■ Activities:
• 1. In the sea otter article, copy the passage that begins at the words "From 1968 to" and stops after "in southeastern Alaska.", substituting "relocation projects" for "reintroduction projects".
• 2. Translate this sentence from the sea otter article into Spanish: "Translocations often don’t go as planned, even today when wildlife managers carry out careful preparation and research."

Decades-old sea otter translocations prove successful

By Joshua Rapp Learn

Sea otters in Washington state translocated half a century ago have rich genetic diversity.
Credit: Seattle Aquarium

Sea otters translocated to new parts of the Pacific half a century ago have mostly burgeoned into healthy, sustaining populations despite having a nearly 90% death rate in some areas at the time they were reintroduced.

New research shows that the initial few survivors have contributed to rich genetic diversity in some cases, presenting a strong argument in favor of new translocations to parts of the coast the otters haven’t yet permanently returned to.

“The genetic diversity has increased in sea otters over the past 20 years, especially those [populations] that were involved in the translocations,” said Shawn Larson, curator of research at the Seattle Aquarium and the lead author of a study published recently in Marine Mammal Research.

Translocations often don’t go as planned, even today when wildlife managers carry out careful preparation and research. But back in the late 1960s, when managers considered the conservation strategy for sea otters, the field of reintroduction was brand new, and unruly like the Wild West.

A sea otter in Washington state. Credit: Seattle Aquarium

Sea otter populations had been decimated after centuries of exploitation in the fur trade. While the trade came to an end in the early 1900s, populations of the marine mammals were slow to recover. Where an estimated 150,000 animals were found throughout the Pacific Coast of Canada and the United States, only about 1,000 remained in 13 populations scattered along the coast from California to Alaska and Russia. In Washington state, numbers were estimated to have dropped as low as four individuals.

From 1968 to 1971, a number of reintroduction projects were undertaken with the goal of moving sea otters (Enhydra lutris) from some of the few healthy remaining populations to parts of their historic range. But the translocated animals had very low survival rates—80-90% of sea otters died in parts of Washington state and British Columbia and 76% in southeastern Alaska.

Larson and her co-authors decided to look at how genetic diversity of sea otters had changed over time in various populations. This information could tell them if the translocations had been successful at all. Previously, researchers had extracted DNA samples from remains dating back to indigenous harvests in previous centuries. Those samples revealed a healthy level of genetic diversity—between the high 60th percentile and the low 80th.

Researchers collected DNA samples from sea otters again in the 1980s and 1990s and found, compared to a healthy diverse population at upwards of 80%, diversity was roughly between 48% and 53% for the otters.

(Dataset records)
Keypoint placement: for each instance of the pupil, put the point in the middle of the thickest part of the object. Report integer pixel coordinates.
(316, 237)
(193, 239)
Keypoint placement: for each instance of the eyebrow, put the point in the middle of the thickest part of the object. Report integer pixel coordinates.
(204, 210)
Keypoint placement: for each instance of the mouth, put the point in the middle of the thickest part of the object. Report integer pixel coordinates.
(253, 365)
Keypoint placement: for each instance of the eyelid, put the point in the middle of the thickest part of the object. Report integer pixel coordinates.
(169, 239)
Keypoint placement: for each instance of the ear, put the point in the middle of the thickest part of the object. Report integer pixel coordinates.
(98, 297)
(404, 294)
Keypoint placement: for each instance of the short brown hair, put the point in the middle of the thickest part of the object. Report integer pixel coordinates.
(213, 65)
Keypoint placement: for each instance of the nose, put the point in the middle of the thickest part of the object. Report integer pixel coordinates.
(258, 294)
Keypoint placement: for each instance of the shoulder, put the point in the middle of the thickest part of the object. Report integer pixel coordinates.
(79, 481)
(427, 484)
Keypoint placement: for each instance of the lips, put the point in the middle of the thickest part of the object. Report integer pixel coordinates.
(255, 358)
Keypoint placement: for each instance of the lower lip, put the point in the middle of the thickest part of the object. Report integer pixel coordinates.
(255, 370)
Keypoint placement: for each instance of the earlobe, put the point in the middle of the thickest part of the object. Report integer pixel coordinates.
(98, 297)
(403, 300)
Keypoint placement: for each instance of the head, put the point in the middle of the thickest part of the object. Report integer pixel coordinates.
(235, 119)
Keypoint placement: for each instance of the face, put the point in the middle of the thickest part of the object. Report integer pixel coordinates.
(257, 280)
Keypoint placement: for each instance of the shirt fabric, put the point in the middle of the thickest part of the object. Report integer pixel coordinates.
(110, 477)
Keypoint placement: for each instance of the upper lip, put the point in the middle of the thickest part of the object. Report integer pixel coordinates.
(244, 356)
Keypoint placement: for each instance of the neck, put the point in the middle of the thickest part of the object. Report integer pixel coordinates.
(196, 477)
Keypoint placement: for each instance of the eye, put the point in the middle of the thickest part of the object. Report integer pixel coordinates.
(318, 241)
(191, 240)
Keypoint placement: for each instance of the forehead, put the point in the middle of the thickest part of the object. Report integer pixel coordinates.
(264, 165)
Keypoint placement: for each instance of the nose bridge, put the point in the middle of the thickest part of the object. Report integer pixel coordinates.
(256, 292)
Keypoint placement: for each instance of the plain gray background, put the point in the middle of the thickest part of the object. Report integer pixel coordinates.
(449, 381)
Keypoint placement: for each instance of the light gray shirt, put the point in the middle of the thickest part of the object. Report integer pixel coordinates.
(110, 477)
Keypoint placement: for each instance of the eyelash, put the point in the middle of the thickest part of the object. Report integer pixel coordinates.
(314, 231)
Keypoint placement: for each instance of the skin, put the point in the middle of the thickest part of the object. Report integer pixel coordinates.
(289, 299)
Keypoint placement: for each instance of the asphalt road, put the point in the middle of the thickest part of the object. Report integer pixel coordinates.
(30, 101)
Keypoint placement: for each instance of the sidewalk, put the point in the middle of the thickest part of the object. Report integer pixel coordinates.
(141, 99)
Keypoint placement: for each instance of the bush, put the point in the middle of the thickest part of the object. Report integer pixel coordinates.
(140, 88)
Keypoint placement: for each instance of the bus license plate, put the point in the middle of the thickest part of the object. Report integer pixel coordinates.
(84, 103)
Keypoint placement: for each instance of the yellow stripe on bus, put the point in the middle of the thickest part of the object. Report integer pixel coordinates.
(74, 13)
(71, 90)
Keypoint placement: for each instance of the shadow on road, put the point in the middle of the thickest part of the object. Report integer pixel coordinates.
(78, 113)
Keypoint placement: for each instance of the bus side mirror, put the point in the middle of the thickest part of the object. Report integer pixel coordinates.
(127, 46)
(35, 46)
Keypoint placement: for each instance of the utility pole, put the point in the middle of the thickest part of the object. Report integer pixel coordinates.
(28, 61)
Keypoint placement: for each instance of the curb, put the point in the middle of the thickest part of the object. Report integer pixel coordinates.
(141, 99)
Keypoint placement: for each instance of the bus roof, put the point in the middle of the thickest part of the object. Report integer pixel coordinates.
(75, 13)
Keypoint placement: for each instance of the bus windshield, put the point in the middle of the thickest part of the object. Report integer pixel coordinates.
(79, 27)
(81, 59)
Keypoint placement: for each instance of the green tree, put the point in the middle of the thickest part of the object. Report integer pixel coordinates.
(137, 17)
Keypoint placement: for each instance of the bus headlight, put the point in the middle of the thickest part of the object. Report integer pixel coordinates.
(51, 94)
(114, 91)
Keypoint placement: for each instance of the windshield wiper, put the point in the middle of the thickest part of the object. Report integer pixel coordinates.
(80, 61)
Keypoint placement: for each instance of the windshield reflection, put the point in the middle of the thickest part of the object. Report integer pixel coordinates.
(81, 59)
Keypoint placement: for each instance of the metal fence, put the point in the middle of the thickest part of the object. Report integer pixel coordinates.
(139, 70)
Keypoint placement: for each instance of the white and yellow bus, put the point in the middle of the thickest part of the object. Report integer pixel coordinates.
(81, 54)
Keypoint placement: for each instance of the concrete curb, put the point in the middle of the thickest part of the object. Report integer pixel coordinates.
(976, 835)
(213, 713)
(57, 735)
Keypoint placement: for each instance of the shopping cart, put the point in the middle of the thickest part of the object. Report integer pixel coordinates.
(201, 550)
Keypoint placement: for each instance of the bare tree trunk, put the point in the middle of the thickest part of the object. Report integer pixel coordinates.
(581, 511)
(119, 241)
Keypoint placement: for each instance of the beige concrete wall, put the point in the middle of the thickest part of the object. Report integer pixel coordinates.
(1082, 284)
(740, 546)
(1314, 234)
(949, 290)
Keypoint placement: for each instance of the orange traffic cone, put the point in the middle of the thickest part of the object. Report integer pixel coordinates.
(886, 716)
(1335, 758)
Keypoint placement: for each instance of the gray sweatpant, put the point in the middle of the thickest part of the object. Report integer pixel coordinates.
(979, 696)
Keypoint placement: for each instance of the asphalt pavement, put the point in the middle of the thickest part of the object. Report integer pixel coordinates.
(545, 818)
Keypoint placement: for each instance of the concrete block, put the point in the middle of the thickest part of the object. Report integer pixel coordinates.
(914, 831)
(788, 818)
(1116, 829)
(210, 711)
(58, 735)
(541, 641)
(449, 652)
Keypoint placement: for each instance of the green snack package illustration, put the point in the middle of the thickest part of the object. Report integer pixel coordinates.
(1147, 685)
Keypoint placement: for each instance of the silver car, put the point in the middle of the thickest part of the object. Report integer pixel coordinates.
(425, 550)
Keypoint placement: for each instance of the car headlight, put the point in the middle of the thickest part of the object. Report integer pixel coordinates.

■ Exercise responses:
• 1.
From 1968 to 1971, a number of relocation projects were undertaken with the goal of moving sea otters (Enhydra lutris) from some of the few healthy remaining populations to parts of their historic range. But the translocated animals had very low survival rates—80-90% of sea otters died in parts of Washington state and British Columbia and 76% in southeastern Alaska.

• 2. Las translocaciones a menudo no salen según lo planeado, incluso hoy, cuando los gestores de fauna silvestre llevan a cabo una preparación y una investigación cuidadosas.